After a volatile day of trading, U.S. stocks managed to bounce back from yesterday’s steep sell off as several long-anticipated global bank downgrades surprisingly led financials higher. Obviously the name of the game today is “buying on bad news”, a trend that has frequently popped up on Wall Street over the past couple of weeks. From another perspective, this morning’s rally could simply be the case of markets taking a breather from yesterday’s brutal pounding. Similarly, investors could also be looking at the downgrades as a necessary correction, eliminating the threats of the unknown and of prior bank speculations [see also 101 ETF Lessons Every Financial Advisor Should Learn].
Moody’s Investors Service laid its cards on the table today, delivering a major blow to the financial industry. More than a dozen global banks were downgraded, reflecting the sector’s struggle to keep afloat amidst slow economic conditions. To add to the list of growing domestic concerns, five out of the six largest U.S. banks were affected by today’s downgrades, including Morgan Stanley, J.P. Morgan, Bank of America, Citigroup, and Goldman Sachs. Since these downgrades are expected to raise borrowing costs and have a major impact on how capital will be raised, investors will likely keep a close and cautious eye on the banking sector for quite some time [see ETF Technical Trading FAQ].

──────────────────────────────

**SET OF TASKS**:
(A) In the bank downgrade report, how many of the six largest U.S. banks were affected by the downgrades?
(B) Summarize the bank downgrade report in two sentences.
(C) Please resume the bank downgrade report from the point where it stops.
The entries after this point are separate material and have no connection to the bank downgrade report.

──────────────────────────────

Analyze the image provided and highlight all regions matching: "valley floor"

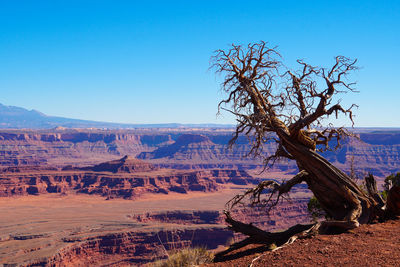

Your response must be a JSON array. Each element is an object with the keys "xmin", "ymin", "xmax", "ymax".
[{"xmin": 207, "ymin": 220, "xmax": 400, "ymax": 267}]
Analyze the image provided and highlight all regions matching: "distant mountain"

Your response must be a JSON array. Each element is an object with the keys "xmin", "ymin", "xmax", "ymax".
[{"xmin": 0, "ymin": 103, "xmax": 233, "ymax": 129}]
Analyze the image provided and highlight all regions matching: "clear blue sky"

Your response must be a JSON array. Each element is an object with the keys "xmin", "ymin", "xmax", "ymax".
[{"xmin": 0, "ymin": 0, "xmax": 400, "ymax": 127}]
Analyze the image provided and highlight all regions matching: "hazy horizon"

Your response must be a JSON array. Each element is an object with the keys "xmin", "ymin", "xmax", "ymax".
[{"xmin": 0, "ymin": 1, "xmax": 400, "ymax": 128}]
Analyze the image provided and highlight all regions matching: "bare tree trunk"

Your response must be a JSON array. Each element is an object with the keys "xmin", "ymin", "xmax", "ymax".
[{"xmin": 279, "ymin": 132, "xmax": 377, "ymax": 228}]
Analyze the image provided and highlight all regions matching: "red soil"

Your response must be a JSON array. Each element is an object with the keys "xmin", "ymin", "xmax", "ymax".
[{"xmin": 207, "ymin": 220, "xmax": 400, "ymax": 267}]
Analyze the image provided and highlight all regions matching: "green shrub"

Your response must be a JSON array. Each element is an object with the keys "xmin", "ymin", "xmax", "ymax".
[{"xmin": 149, "ymin": 248, "xmax": 214, "ymax": 267}]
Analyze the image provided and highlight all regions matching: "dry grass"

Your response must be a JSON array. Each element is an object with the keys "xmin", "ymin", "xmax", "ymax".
[{"xmin": 148, "ymin": 248, "xmax": 214, "ymax": 267}]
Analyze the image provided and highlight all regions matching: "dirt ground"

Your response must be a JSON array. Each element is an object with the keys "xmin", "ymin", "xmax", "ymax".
[{"xmin": 207, "ymin": 220, "xmax": 400, "ymax": 267}]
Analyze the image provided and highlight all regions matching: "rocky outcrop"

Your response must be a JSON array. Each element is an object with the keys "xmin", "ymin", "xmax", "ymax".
[
  {"xmin": 76, "ymin": 156, "xmax": 158, "ymax": 173},
  {"xmin": 0, "ymin": 156, "xmax": 259, "ymax": 199},
  {"xmin": 132, "ymin": 210, "xmax": 224, "ymax": 225},
  {"xmin": 0, "ymin": 129, "xmax": 400, "ymax": 177},
  {"xmin": 24, "ymin": 227, "xmax": 233, "ymax": 267}
]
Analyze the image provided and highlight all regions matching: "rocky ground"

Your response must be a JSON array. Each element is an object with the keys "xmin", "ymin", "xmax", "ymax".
[{"xmin": 207, "ymin": 220, "xmax": 400, "ymax": 267}]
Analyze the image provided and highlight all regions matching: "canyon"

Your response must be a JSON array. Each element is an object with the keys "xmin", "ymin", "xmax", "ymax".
[{"xmin": 0, "ymin": 127, "xmax": 400, "ymax": 266}]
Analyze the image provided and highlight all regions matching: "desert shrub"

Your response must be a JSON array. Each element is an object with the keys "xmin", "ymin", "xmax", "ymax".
[{"xmin": 149, "ymin": 248, "xmax": 214, "ymax": 267}]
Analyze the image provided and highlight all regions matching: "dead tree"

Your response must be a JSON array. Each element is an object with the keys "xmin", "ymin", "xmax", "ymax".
[{"xmin": 212, "ymin": 42, "xmax": 398, "ymax": 253}]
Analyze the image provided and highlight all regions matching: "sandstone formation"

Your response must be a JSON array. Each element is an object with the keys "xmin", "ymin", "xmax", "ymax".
[
  {"xmin": 24, "ymin": 227, "xmax": 233, "ymax": 267},
  {"xmin": 0, "ymin": 129, "xmax": 400, "ymax": 177},
  {"xmin": 0, "ymin": 156, "xmax": 258, "ymax": 199}
]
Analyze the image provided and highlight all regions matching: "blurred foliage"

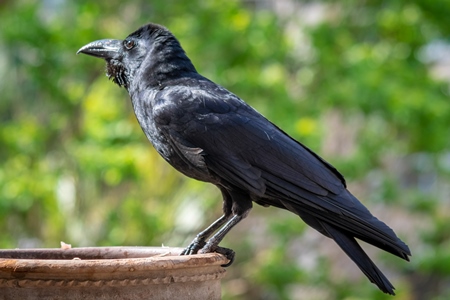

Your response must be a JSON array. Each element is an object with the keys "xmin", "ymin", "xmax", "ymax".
[{"xmin": 0, "ymin": 0, "xmax": 450, "ymax": 300}]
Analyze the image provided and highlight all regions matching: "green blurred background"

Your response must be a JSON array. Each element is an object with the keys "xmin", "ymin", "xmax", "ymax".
[{"xmin": 0, "ymin": 0, "xmax": 450, "ymax": 299}]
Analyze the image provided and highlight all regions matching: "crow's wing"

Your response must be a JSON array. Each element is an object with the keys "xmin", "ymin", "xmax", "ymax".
[{"xmin": 154, "ymin": 85, "xmax": 410, "ymax": 259}]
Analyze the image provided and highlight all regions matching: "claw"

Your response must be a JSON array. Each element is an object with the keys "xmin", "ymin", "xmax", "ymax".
[{"xmin": 180, "ymin": 238, "xmax": 206, "ymax": 255}]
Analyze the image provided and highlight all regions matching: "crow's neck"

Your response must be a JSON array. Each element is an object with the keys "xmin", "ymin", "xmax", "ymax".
[{"xmin": 143, "ymin": 37, "xmax": 197, "ymax": 88}]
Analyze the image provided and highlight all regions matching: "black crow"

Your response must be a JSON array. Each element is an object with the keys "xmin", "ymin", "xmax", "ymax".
[{"xmin": 78, "ymin": 24, "xmax": 411, "ymax": 294}]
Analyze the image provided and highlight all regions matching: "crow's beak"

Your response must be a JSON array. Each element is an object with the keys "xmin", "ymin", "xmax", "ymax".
[{"xmin": 77, "ymin": 40, "xmax": 122, "ymax": 59}]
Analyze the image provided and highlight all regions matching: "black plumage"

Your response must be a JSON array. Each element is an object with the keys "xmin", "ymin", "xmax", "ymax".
[{"xmin": 79, "ymin": 24, "xmax": 411, "ymax": 294}]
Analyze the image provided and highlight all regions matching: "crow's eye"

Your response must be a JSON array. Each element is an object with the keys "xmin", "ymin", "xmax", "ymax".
[{"xmin": 123, "ymin": 40, "xmax": 136, "ymax": 50}]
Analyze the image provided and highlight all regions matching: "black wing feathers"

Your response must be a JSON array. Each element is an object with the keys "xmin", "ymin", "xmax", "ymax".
[{"xmin": 153, "ymin": 82, "xmax": 410, "ymax": 264}]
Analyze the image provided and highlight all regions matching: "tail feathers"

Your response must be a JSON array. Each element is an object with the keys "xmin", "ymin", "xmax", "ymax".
[{"xmin": 321, "ymin": 222, "xmax": 395, "ymax": 295}]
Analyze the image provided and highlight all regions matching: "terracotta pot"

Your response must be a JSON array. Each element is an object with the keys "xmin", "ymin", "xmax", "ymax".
[{"xmin": 0, "ymin": 247, "xmax": 228, "ymax": 300}]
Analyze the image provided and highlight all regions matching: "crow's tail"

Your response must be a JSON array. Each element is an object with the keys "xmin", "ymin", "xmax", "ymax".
[{"xmin": 320, "ymin": 222, "xmax": 395, "ymax": 295}]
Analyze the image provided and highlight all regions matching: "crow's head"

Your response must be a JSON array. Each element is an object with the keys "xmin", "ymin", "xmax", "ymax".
[{"xmin": 77, "ymin": 23, "xmax": 196, "ymax": 89}]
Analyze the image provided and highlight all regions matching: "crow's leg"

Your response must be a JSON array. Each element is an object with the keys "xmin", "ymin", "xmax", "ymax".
[
  {"xmin": 198, "ymin": 191, "xmax": 252, "ymax": 267},
  {"xmin": 181, "ymin": 188, "xmax": 232, "ymax": 255},
  {"xmin": 198, "ymin": 215, "xmax": 246, "ymax": 267}
]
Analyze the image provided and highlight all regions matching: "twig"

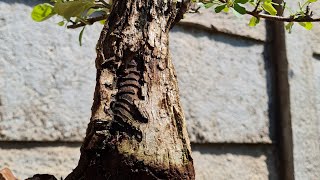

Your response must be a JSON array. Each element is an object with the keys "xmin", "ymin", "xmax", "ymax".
[
  {"xmin": 67, "ymin": 14, "xmax": 108, "ymax": 29},
  {"xmin": 246, "ymin": 11, "xmax": 320, "ymax": 22}
]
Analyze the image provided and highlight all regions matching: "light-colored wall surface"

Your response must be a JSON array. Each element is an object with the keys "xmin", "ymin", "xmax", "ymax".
[{"xmin": 0, "ymin": 0, "xmax": 320, "ymax": 180}]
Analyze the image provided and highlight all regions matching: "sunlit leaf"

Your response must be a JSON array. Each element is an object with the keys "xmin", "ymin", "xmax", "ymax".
[
  {"xmin": 299, "ymin": 22, "xmax": 313, "ymax": 30},
  {"xmin": 262, "ymin": 1, "xmax": 277, "ymax": 15},
  {"xmin": 249, "ymin": 17, "xmax": 260, "ymax": 27},
  {"xmin": 214, "ymin": 4, "xmax": 226, "ymax": 13},
  {"xmin": 233, "ymin": 4, "xmax": 247, "ymax": 15},
  {"xmin": 285, "ymin": 22, "xmax": 293, "ymax": 33},
  {"xmin": 54, "ymin": 0, "xmax": 95, "ymax": 19},
  {"xmin": 31, "ymin": 3, "xmax": 56, "ymax": 22}
]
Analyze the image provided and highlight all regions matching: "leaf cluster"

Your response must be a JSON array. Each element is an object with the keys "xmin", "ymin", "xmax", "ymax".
[
  {"xmin": 31, "ymin": 0, "xmax": 320, "ymax": 45},
  {"xmin": 192, "ymin": 0, "xmax": 320, "ymax": 32},
  {"xmin": 31, "ymin": 0, "xmax": 112, "ymax": 45}
]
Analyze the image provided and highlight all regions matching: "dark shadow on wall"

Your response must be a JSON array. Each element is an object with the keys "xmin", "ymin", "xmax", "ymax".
[
  {"xmin": 171, "ymin": 24, "xmax": 264, "ymax": 47},
  {"xmin": 191, "ymin": 143, "xmax": 279, "ymax": 180},
  {"xmin": 0, "ymin": 0, "xmax": 50, "ymax": 6}
]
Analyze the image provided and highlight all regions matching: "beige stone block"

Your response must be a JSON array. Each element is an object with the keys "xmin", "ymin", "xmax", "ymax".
[
  {"xmin": 181, "ymin": 9, "xmax": 267, "ymax": 41},
  {"xmin": 192, "ymin": 145, "xmax": 278, "ymax": 180},
  {"xmin": 0, "ymin": 143, "xmax": 80, "ymax": 179}
]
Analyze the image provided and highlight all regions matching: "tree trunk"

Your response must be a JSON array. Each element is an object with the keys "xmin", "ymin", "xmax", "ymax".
[{"xmin": 66, "ymin": 0, "xmax": 194, "ymax": 180}]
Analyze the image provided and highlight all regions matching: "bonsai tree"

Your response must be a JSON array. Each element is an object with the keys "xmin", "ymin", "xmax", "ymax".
[{"xmin": 24, "ymin": 0, "xmax": 320, "ymax": 180}]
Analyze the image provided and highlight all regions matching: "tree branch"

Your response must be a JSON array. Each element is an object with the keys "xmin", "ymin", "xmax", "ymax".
[
  {"xmin": 246, "ymin": 11, "xmax": 320, "ymax": 22},
  {"xmin": 67, "ymin": 14, "xmax": 108, "ymax": 29}
]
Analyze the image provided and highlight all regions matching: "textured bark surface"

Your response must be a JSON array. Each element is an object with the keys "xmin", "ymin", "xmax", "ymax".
[{"xmin": 67, "ymin": 0, "xmax": 194, "ymax": 180}]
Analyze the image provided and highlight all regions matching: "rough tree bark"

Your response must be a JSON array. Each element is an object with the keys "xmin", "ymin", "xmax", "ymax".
[{"xmin": 66, "ymin": 0, "xmax": 194, "ymax": 180}]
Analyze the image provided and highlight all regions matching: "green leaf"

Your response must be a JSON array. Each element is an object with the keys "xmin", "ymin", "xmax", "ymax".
[
  {"xmin": 249, "ymin": 16, "xmax": 260, "ymax": 27},
  {"xmin": 233, "ymin": 4, "xmax": 247, "ymax": 15},
  {"xmin": 79, "ymin": 26, "xmax": 86, "ymax": 46},
  {"xmin": 285, "ymin": 22, "xmax": 293, "ymax": 33},
  {"xmin": 223, "ymin": 6, "xmax": 229, "ymax": 13},
  {"xmin": 31, "ymin": 3, "xmax": 56, "ymax": 22},
  {"xmin": 234, "ymin": 0, "xmax": 249, "ymax": 4},
  {"xmin": 214, "ymin": 4, "xmax": 226, "ymax": 13},
  {"xmin": 204, "ymin": 3, "xmax": 213, "ymax": 8},
  {"xmin": 54, "ymin": 0, "xmax": 95, "ymax": 20},
  {"xmin": 58, "ymin": 21, "xmax": 64, "ymax": 26},
  {"xmin": 262, "ymin": 1, "xmax": 277, "ymax": 15},
  {"xmin": 299, "ymin": 22, "xmax": 313, "ymax": 30}
]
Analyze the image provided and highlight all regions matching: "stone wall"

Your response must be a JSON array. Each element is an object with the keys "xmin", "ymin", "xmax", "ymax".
[{"xmin": 0, "ymin": 0, "xmax": 320, "ymax": 180}]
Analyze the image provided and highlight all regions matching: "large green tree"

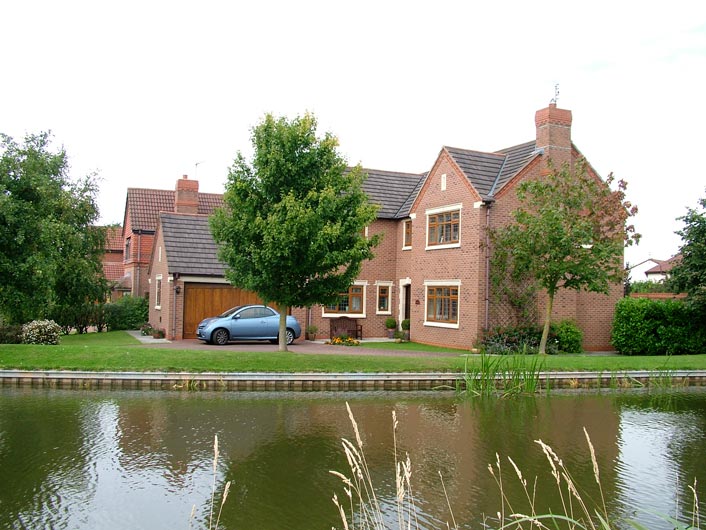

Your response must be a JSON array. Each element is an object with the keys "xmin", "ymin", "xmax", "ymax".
[
  {"xmin": 211, "ymin": 114, "xmax": 378, "ymax": 351},
  {"xmin": 669, "ymin": 192, "xmax": 706, "ymax": 315},
  {"xmin": 0, "ymin": 133, "xmax": 105, "ymax": 323},
  {"xmin": 492, "ymin": 159, "xmax": 639, "ymax": 353}
]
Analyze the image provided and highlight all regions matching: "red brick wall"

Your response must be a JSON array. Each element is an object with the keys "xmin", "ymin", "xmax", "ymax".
[
  {"xmin": 306, "ymin": 219, "xmax": 401, "ymax": 338},
  {"xmin": 490, "ymin": 151, "xmax": 623, "ymax": 351},
  {"xmin": 398, "ymin": 152, "xmax": 485, "ymax": 348},
  {"xmin": 145, "ymin": 232, "xmax": 172, "ymax": 339}
]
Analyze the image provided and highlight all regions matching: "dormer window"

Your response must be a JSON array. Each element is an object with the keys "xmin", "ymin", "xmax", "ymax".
[
  {"xmin": 427, "ymin": 205, "xmax": 461, "ymax": 250},
  {"xmin": 402, "ymin": 219, "xmax": 412, "ymax": 248}
]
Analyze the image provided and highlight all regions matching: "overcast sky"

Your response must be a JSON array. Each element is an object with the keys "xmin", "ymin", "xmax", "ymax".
[{"xmin": 0, "ymin": 0, "xmax": 706, "ymax": 264}]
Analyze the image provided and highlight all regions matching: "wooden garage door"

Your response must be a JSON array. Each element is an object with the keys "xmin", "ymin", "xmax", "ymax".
[{"xmin": 184, "ymin": 283, "xmax": 260, "ymax": 339}]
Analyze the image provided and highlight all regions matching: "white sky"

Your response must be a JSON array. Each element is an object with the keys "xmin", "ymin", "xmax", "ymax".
[{"xmin": 0, "ymin": 0, "xmax": 706, "ymax": 264}]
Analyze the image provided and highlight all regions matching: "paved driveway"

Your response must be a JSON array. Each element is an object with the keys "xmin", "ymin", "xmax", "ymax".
[{"xmin": 128, "ymin": 331, "xmax": 462, "ymax": 357}]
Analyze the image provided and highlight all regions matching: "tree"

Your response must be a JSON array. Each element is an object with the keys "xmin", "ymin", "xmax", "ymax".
[
  {"xmin": 0, "ymin": 133, "xmax": 105, "ymax": 323},
  {"xmin": 492, "ymin": 159, "xmax": 639, "ymax": 353},
  {"xmin": 668, "ymin": 193, "xmax": 706, "ymax": 314},
  {"xmin": 211, "ymin": 114, "xmax": 378, "ymax": 351}
]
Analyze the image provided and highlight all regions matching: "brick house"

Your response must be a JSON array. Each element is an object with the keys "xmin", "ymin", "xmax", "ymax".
[
  {"xmin": 101, "ymin": 226, "xmax": 129, "ymax": 302},
  {"xmin": 123, "ymin": 175, "xmax": 223, "ymax": 296},
  {"xmin": 129, "ymin": 104, "xmax": 622, "ymax": 350}
]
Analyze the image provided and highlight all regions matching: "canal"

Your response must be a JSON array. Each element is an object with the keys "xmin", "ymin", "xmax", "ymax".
[{"xmin": 0, "ymin": 387, "xmax": 706, "ymax": 530}]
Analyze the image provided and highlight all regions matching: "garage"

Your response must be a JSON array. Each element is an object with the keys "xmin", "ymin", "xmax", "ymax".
[{"xmin": 184, "ymin": 283, "xmax": 261, "ymax": 339}]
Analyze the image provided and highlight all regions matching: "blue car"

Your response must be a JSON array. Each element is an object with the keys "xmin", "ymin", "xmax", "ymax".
[{"xmin": 196, "ymin": 305, "xmax": 302, "ymax": 346}]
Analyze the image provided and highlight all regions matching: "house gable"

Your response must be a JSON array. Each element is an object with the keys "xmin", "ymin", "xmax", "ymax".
[{"xmin": 158, "ymin": 212, "xmax": 225, "ymax": 278}]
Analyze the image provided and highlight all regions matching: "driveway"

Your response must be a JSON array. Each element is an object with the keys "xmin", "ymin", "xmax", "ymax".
[{"xmin": 128, "ymin": 331, "xmax": 463, "ymax": 357}]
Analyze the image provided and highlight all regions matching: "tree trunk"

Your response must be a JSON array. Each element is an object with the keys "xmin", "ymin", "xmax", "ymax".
[
  {"xmin": 539, "ymin": 293, "xmax": 554, "ymax": 355},
  {"xmin": 277, "ymin": 306, "xmax": 289, "ymax": 351}
]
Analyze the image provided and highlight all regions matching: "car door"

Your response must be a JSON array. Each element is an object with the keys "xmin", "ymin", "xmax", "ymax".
[
  {"xmin": 260, "ymin": 307, "xmax": 279, "ymax": 339},
  {"xmin": 230, "ymin": 307, "xmax": 261, "ymax": 339}
]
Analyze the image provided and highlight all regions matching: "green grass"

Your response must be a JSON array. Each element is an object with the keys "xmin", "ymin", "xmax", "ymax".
[{"xmin": 0, "ymin": 331, "xmax": 706, "ymax": 373}]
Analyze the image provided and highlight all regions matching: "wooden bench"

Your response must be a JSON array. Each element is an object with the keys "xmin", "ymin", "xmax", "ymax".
[{"xmin": 329, "ymin": 317, "xmax": 363, "ymax": 340}]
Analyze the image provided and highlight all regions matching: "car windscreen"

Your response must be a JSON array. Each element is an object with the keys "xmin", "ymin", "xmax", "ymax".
[{"xmin": 218, "ymin": 305, "xmax": 243, "ymax": 318}]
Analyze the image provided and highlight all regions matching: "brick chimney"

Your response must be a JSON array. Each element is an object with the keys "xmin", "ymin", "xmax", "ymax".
[
  {"xmin": 174, "ymin": 175, "xmax": 199, "ymax": 213},
  {"xmin": 534, "ymin": 103, "xmax": 571, "ymax": 168}
]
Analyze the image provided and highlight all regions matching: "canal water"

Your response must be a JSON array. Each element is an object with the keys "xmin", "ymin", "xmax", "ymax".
[{"xmin": 0, "ymin": 387, "xmax": 706, "ymax": 530}]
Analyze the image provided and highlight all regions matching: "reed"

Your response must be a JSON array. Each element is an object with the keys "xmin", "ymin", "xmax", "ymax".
[
  {"xmin": 457, "ymin": 353, "xmax": 548, "ymax": 397},
  {"xmin": 189, "ymin": 434, "xmax": 230, "ymax": 530},
  {"xmin": 330, "ymin": 403, "xmax": 701, "ymax": 530}
]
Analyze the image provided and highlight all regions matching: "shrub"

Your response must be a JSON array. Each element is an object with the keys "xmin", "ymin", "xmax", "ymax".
[
  {"xmin": 481, "ymin": 326, "xmax": 557, "ymax": 355},
  {"xmin": 0, "ymin": 323, "xmax": 22, "ymax": 344},
  {"xmin": 105, "ymin": 296, "xmax": 149, "ymax": 331},
  {"xmin": 21, "ymin": 320, "xmax": 61, "ymax": 344},
  {"xmin": 611, "ymin": 298, "xmax": 706, "ymax": 355},
  {"xmin": 550, "ymin": 320, "xmax": 583, "ymax": 353}
]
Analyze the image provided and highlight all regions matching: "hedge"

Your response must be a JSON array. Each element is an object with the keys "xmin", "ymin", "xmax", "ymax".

──────────────────────────────

**RESPONSES PER TASK**:
(A) Five of the six largest U.S. banks were affected.

(B) After a volatile day, U.S. stocks rebounded from the previous day's steep sell-off as Moody's downgrades of more than a dozen global banks unexpectedly led financials higher. The downgrades hit five of the six largest U.S. banks and are expected to raise borrowing costs, so investors will likely watch the banking sector closely and cautiously.

(C)
Below we outline one ETF that has been impacted by today’s major headlines:
State Street Financial Select Sector SPDR ETF (XLF)
Not surprisingly, this ETF inched higher as financial stocks led the way for this morning’s rally. With just over 80 individual securities, this top-heavy ETF allocates nearly half of its total assets to its top ten holdings, which include four of the five newly downgraded U.S. banks. Currently, XLF is up 0.52% on the day (as of 11:45 AM June 22, 2012). Several other bank and financial ETFs, including KBE and VFH, are also up at the time of writing [see our Financials Free ETFdb Portfolio].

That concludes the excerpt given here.